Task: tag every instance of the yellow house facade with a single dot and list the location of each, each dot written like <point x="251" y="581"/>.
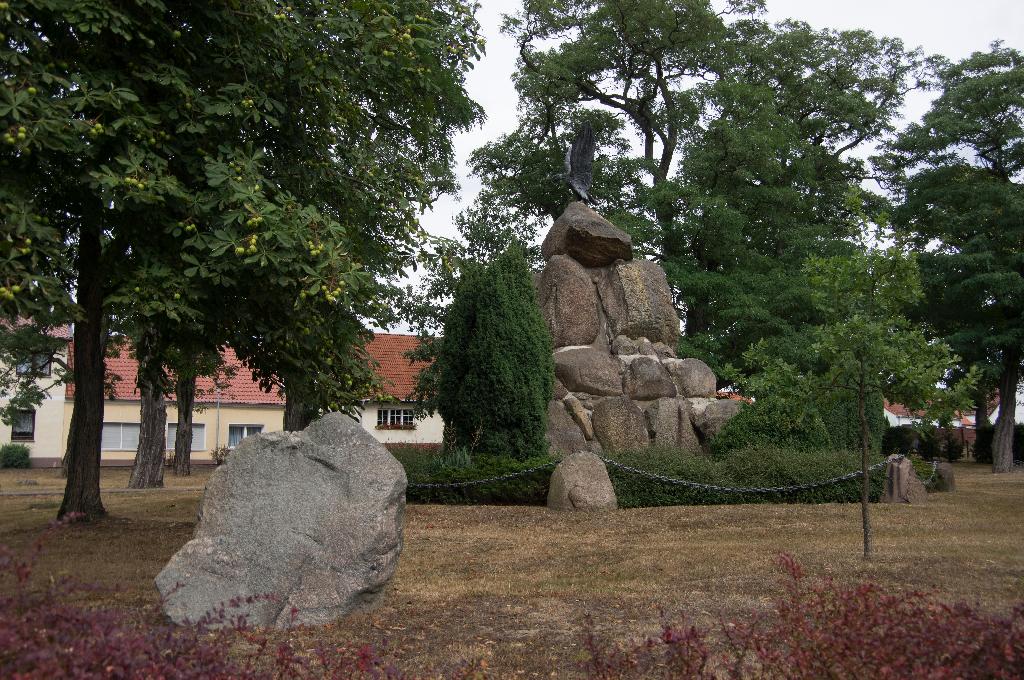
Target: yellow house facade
<point x="225" y="412"/>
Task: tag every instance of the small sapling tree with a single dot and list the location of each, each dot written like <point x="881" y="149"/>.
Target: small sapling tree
<point x="866" y="346"/>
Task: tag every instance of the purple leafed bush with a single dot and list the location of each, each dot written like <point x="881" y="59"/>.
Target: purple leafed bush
<point x="815" y="630"/>
<point x="42" y="636"/>
<point x="821" y="630"/>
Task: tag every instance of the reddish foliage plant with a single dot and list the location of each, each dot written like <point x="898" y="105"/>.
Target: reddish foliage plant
<point x="42" y="636"/>
<point x="820" y="630"/>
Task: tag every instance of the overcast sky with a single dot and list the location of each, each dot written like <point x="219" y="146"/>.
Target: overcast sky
<point x="950" y="28"/>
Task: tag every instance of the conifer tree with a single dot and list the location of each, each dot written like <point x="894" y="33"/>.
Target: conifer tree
<point x="496" y="373"/>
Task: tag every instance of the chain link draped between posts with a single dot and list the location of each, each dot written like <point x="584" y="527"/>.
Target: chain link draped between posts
<point x="679" y="482"/>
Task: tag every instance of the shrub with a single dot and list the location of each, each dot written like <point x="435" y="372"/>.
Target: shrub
<point x="768" y="423"/>
<point x="14" y="456"/>
<point x="821" y="630"/>
<point x="983" y="443"/>
<point x="495" y="367"/>
<point x="751" y="467"/>
<point x="459" y="465"/>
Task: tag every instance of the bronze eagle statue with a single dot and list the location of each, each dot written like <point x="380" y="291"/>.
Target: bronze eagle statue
<point x="580" y="163"/>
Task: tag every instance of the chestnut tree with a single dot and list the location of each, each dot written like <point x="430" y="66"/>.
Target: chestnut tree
<point x="241" y="171"/>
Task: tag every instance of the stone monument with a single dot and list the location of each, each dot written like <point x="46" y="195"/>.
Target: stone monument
<point x="620" y="384"/>
<point x="297" y="527"/>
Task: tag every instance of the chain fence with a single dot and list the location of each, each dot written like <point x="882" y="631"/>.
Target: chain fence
<point x="680" y="482"/>
<point x="474" y="482"/>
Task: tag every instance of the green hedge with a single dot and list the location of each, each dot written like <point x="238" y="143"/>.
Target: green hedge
<point x="458" y="466"/>
<point x="751" y="467"/>
<point x="14" y="456"/>
<point x="762" y="467"/>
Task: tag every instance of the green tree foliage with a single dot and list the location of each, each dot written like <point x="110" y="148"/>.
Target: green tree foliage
<point x="867" y="347"/>
<point x="747" y="134"/>
<point x="963" y="210"/>
<point x="495" y="368"/>
<point x="245" y="170"/>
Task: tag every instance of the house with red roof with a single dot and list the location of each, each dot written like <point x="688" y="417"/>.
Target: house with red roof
<point x="228" y="408"/>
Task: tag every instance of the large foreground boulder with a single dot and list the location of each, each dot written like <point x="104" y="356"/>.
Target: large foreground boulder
<point x="638" y="302"/>
<point x="581" y="482"/>
<point x="297" y="527"/>
<point x="902" y="483"/>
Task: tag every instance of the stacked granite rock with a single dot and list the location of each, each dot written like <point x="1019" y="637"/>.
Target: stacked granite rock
<point x="620" y="384"/>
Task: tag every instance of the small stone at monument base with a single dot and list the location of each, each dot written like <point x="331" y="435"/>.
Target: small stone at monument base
<point x="902" y="483"/>
<point x="581" y="482"/>
<point x="297" y="527"/>
<point x="944" y="480"/>
<point x="693" y="378"/>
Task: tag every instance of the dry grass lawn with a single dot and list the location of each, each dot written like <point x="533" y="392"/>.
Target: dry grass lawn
<point x="514" y="585"/>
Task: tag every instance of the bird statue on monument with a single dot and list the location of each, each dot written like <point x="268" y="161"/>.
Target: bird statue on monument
<point x="580" y="163"/>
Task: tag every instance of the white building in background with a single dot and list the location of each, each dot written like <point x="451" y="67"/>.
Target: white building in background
<point x="41" y="428"/>
<point x="224" y="413"/>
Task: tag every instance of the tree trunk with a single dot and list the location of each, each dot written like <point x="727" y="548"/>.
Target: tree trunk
<point x="147" y="472"/>
<point x="82" y="457"/>
<point x="184" y="392"/>
<point x="865" y="437"/>
<point x="297" y="414"/>
<point x="981" y="408"/>
<point x="1003" y="438"/>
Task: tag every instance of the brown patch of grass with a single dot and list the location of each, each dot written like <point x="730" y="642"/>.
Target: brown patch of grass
<point x="513" y="585"/>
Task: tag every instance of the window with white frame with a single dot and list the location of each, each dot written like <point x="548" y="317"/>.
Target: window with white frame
<point x="199" y="436"/>
<point x="24" y="427"/>
<point x="236" y="433"/>
<point x="37" y="365"/>
<point x="395" y="419"/>
<point x="120" y="436"/>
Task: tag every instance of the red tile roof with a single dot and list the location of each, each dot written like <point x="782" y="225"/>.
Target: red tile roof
<point x="387" y="349"/>
<point x="122" y="370"/>
<point x="396" y="371"/>
<point x="901" y="411"/>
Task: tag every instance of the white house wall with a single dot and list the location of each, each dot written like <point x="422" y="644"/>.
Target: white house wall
<point x="427" y="430"/>
<point x="1018" y="415"/>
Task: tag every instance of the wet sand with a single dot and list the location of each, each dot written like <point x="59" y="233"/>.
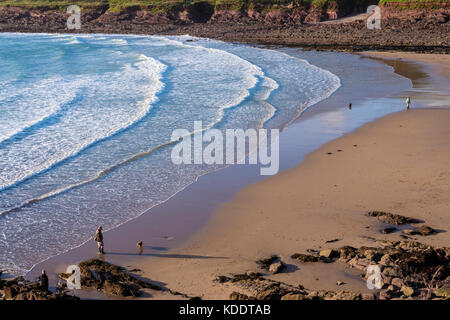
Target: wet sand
<point x="324" y="198"/>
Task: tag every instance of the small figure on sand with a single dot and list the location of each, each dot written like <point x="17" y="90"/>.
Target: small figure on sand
<point x="43" y="281"/>
<point x="139" y="245"/>
<point x="99" y="239"/>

◇ ◇ ◇

§ Action item: For this exercise, return the material word for word and drop each image.

§ Solution:
Task: tag every instance of the yellow house facade with a single dot and list the location of each, each dot written like <point x="251" y="581"/>.
Target: yellow house facade
<point x="225" y="412"/>
Task: tag every instance of the small sapling tree with a single dot and list the location of each, each dot written like <point x="881" y="149"/>.
Target: small sapling tree
<point x="866" y="346"/>
Task: tag every instance of the purple leafed bush with a single dot and list the location of each, each dot written like <point x="881" y="59"/>.
Target: purple leafed bush
<point x="815" y="630"/>
<point x="42" y="636"/>
<point x="821" y="630"/>
Task: tag every instance of the reddish foliage plant with a single dot and list the location of each, each dot written like <point x="898" y="105"/>.
Target: reddish foliage plant
<point x="42" y="636"/>
<point x="820" y="630"/>
Task: tag every instance of the overcast sky with a single dot and list the location of each, each dot written like <point x="219" y="146"/>.
Target: overcast sky
<point x="950" y="28"/>
Task: tag every instance of the conifer tree with a single dot and list the location of each, each dot written like <point x="894" y="33"/>.
Target: conifer tree
<point x="496" y="373"/>
Task: tag every instance of the chain link draped between posts with a single dot and list the location of each, each dot written like <point x="584" y="527"/>.
Target: chain link draped between posts
<point x="679" y="482"/>
Task: tag every instance of the shrub with a single dot and list the location of each, each dot written like <point x="435" y="372"/>.
Target: shrub
<point x="768" y="423"/>
<point x="14" y="456"/>
<point x="821" y="630"/>
<point x="983" y="443"/>
<point x="495" y="367"/>
<point x="751" y="467"/>
<point x="459" y="465"/>
Task: tag every instance of the bronze eagle statue with a single dot and list the location of each, each dot written like <point x="380" y="291"/>.
Target: bronze eagle statue
<point x="580" y="163"/>
Task: tag every instance of the chestnut tree with a single dot and list the location of each, each dot written like <point x="430" y="66"/>.
Target: chestnut tree
<point x="241" y="171"/>
Task: tag every instance of the stone monument with a single dot and list the location of each, each dot written like <point x="46" y="195"/>.
Target: stone monument
<point x="620" y="384"/>
<point x="297" y="527"/>
Task: tag every instance of the chain fence with a single dot and list the location of each, each dot written like <point x="882" y="631"/>.
Target: chain fence
<point x="680" y="482"/>
<point x="474" y="482"/>
Task: tag every instance of the green hedge with a single dot and list the location of each, each dot written like <point x="238" y="143"/>.
Target: green hedge
<point x="458" y="466"/>
<point x="751" y="467"/>
<point x="14" y="456"/>
<point x="762" y="467"/>
Task: tag every instance of the green tree foliage with a single dot and list the location of each, each dot written like <point x="110" y="148"/>.
Target: green tree foliage
<point x="867" y="347"/>
<point x="747" y="134"/>
<point x="963" y="210"/>
<point x="495" y="368"/>
<point x="245" y="170"/>
Task: tag every instance of the house with red roof with a single dot and list the location of each, each dot written like <point x="688" y="417"/>.
Target: house with red roof
<point x="228" y="408"/>
Task: tag every instance of the large foreground boulder with a single dot and list the location of each, each dot written like <point x="104" y="356"/>.
Target: large foreground boulder
<point x="638" y="302"/>
<point x="581" y="482"/>
<point x="297" y="527"/>
<point x="902" y="483"/>
Task: tag every instance of the stacked granite rock with a single dot and list the location of each, each dot written like <point x="1019" y="637"/>.
Target: stacked granite rock
<point x="620" y="384"/>
Task: tag every instance of the small stone at monument base with a single dot and list the location of each, each dot written like <point x="331" y="435"/>.
Target: small stone at monument base
<point x="902" y="483"/>
<point x="581" y="482"/>
<point x="297" y="527"/>
<point x="944" y="480"/>
<point x="693" y="378"/>
Task: tag every instance of the dry grass lawn with a single dot and list the location of each, each dot written like <point x="533" y="392"/>.
Target: dry grass lawn
<point x="514" y="585"/>
Task: tag every instance of the bird statue on monument with a single dot and list the location of each, each dot written like <point x="268" y="161"/>.
Target: bird statue on monument
<point x="580" y="163"/>
Task: tag every instance of the white building in background with a single dot and list the location of each, each dot written like <point x="451" y="67"/>.
Target: white building in background
<point x="41" y="428"/>
<point x="224" y="413"/>
Task: tag every instance of the tree trunk with a single dot and list the location of each, each dot written like <point x="727" y="548"/>.
Target: tree trunk
<point x="147" y="472"/>
<point x="82" y="457"/>
<point x="184" y="392"/>
<point x="865" y="437"/>
<point x="297" y="414"/>
<point x="981" y="408"/>
<point x="1003" y="438"/>
Task: tag every instance of the brown patch of grass with a single dot and list the location of each, each dot written like <point x="730" y="642"/>.
Target: brown patch of grass
<point x="513" y="585"/>
Task: tag every instance of the window with white frame with a single dot and list the location of each, each dot written like <point x="548" y="317"/>.
Target: window with white frame
<point x="199" y="436"/>
<point x="24" y="427"/>
<point x="236" y="433"/>
<point x="37" y="365"/>
<point x="395" y="419"/>
<point x="120" y="436"/>
Task: tag every instance of the red tile roof with a single dot and list the location of each, each dot written like <point x="782" y="225"/>.
Target: red tile roof
<point x="387" y="349"/>
<point x="122" y="370"/>
<point x="396" y="371"/>
<point x="901" y="411"/>
Task: tag every instance of the white house wall with a single dot and list the location of each, each dot written like <point x="422" y="644"/>.
Target: white house wall
<point x="427" y="430"/>
<point x="1018" y="415"/>
Task: tag every instance of the wet sand with a single dot and list the location of each, each dot written like <point x="59" y="233"/>.
Target: wet sand
<point x="324" y="198"/>
Task: tag every instance of the small figure on sand with a single dot and list the location of each, each dot written like <point x="17" y="90"/>.
Target: small figure on sand
<point x="43" y="281"/>
<point x="139" y="245"/>
<point x="99" y="239"/>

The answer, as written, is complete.